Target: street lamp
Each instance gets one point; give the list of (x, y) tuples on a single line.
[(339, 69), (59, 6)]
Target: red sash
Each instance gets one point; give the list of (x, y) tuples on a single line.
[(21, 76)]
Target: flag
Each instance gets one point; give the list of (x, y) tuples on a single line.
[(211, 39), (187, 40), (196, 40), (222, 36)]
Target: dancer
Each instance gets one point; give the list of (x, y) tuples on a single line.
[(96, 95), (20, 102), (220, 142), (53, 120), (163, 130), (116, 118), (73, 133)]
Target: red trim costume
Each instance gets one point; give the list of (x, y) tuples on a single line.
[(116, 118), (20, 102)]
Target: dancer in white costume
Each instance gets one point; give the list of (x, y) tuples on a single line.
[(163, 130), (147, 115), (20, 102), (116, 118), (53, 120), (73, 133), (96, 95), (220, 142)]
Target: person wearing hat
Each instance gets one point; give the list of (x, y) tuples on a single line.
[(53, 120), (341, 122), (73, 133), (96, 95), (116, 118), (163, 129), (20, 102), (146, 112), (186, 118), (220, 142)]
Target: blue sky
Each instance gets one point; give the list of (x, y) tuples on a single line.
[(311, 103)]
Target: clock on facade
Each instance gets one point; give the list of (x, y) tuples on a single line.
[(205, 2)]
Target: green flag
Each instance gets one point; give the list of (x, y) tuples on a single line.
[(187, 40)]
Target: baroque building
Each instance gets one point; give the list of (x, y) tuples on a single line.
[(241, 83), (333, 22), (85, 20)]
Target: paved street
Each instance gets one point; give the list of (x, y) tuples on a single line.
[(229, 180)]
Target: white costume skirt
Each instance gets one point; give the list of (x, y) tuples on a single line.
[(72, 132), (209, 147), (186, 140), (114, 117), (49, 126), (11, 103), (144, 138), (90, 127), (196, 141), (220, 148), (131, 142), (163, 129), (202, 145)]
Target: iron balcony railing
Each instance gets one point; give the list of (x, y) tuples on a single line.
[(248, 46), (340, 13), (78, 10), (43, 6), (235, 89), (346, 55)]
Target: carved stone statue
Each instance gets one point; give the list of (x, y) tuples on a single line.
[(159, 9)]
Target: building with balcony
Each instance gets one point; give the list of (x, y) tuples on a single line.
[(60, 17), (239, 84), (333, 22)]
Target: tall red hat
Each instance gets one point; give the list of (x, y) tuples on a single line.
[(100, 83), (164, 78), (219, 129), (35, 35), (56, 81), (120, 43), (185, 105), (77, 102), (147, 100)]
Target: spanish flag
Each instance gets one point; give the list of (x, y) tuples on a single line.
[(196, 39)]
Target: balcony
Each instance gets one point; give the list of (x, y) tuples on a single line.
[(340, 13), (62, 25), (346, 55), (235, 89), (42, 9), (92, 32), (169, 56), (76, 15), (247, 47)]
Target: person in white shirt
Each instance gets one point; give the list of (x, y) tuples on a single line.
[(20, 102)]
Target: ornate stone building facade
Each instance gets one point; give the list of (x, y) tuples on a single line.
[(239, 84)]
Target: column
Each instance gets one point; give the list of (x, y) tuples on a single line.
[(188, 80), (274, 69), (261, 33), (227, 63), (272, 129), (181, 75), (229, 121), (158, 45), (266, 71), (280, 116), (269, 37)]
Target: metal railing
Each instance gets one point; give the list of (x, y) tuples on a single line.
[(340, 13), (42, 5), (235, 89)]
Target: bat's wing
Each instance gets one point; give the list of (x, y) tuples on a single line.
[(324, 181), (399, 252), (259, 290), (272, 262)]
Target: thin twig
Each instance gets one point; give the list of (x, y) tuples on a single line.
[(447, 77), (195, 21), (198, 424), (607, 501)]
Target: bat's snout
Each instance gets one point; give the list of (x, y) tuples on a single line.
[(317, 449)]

> **Work order**
Could you set down every line above exactly as written?

> **Exercise result**
Target: street lamp
Each instance gets one point; give the list of (x, y) tuples on a single line.
[(339, 69), (59, 6)]
Target: red sash
Each instance gets one point; give the list of (x, y) tuples on a single line.
[(21, 76)]
Target: flag
Each instance gets one point; give the list of (x, y) tuples on a single line.
[(211, 39), (187, 40), (196, 40), (222, 36)]
Target: dancer
Each instance gets one point; give the list of (x, y) tuples on a single line.
[(96, 95), (20, 102), (220, 142), (53, 120), (163, 130), (116, 118), (73, 133)]
Target: red trim costume
Each instance gets one point; give the list of (x, y) tuples on a single line.
[(116, 118), (20, 102)]
Target: dancer in white costume
Each instance gets one point; give the list of (x, y) tuples on a single line.
[(163, 130), (147, 115), (20, 102), (116, 118), (53, 120), (73, 133), (96, 95), (220, 142)]
Target: person wearing hat
Each instance gets one point; give the list of (x, y) tuples on a single line.
[(53, 120), (341, 122), (73, 133), (96, 95), (116, 118), (163, 129), (20, 102), (146, 112), (186, 118), (220, 142)]
Target: blue sky
Each instance gets one point; give the list of (x, y) tuples on a single line.
[(311, 103)]
Target: clock on facade
Each instance gets one point; give the list of (x, y) tuples on a single line.
[(205, 2)]
Target: green flag
Each instance gets one point; give the list of (x, y) tuples on a single line.
[(187, 40)]
Target: baroque building
Each instance gets one point; give the list of (x, y) tuples on a single line.
[(241, 83), (333, 22), (85, 20)]
Target: paved street
Each instance gets one point; give the list of (x, y) tuples on a single line.
[(229, 180)]
Target: white costume skirt
Each instance gets one point; give the list of (x, y) tuples on a single line.
[(72, 132), (209, 147), (186, 140), (114, 117), (49, 126), (11, 103), (144, 138), (90, 127), (196, 141), (220, 148), (131, 142), (163, 129), (202, 145)]
Target: iron balcony railing
Each instance gets one point; give the list of (x, y) tuples on a single line.
[(248, 46), (340, 13), (78, 10), (43, 6), (235, 89), (346, 55)]
Target: carved stone statue
Each instance gets one point; give the list of (x, y) tuples on a single line.
[(159, 9)]
Target: building with balcony
Each instance gets one point; give the list of (x, y) tuples on a single line.
[(60, 17), (239, 84), (333, 22)]
Target: tall red hat
Each instance gets one point; give the list of (x, y) tuples on a single line.
[(100, 83), (164, 78), (219, 129), (35, 35), (56, 81), (120, 43), (185, 105), (77, 102), (147, 100)]
Target: spanish flag
Each instance gets one point; give the list of (x, y) tuples on a single line.
[(196, 39)]
Target: balcony
Each instance gets one point; give the list of (x, y) tuples on a single line.
[(340, 13), (62, 25), (346, 55), (235, 89), (42, 9), (92, 32), (169, 56), (76, 15), (247, 47)]
Target: person in white shirt
Each instance gets one point; give the list of (x, y) tuples on a single line.
[(20, 102)]
Target: ornate stone building facade
Each instance gets one point; give the list of (x, y) tuples on a single line.
[(239, 84)]
Target: column
Each instance gets one point; give the list of (x, y) tuples on a single line.
[(188, 80), (274, 69), (261, 33), (227, 63), (272, 129), (181, 75), (229, 121), (158, 45), (266, 71), (280, 116), (269, 37)]
Target: metal railing
Each instance gets one point; give the list of (x, y) tuples on a single line.
[(340, 13), (42, 5), (235, 89)]
Target: bat's wing
Each instance gets one point; give the list of (x, y) tuples on a single line.
[(324, 181), (399, 252), (259, 290), (272, 262)]
Target: thin twig
Each instance gets one point; give the list of (x, y) tuples on a single line.
[(447, 77), (195, 21), (198, 424), (607, 501)]
Target: bat's snout
Each instance gets one point; give the list of (x, y) tuples on a single line.
[(317, 449)]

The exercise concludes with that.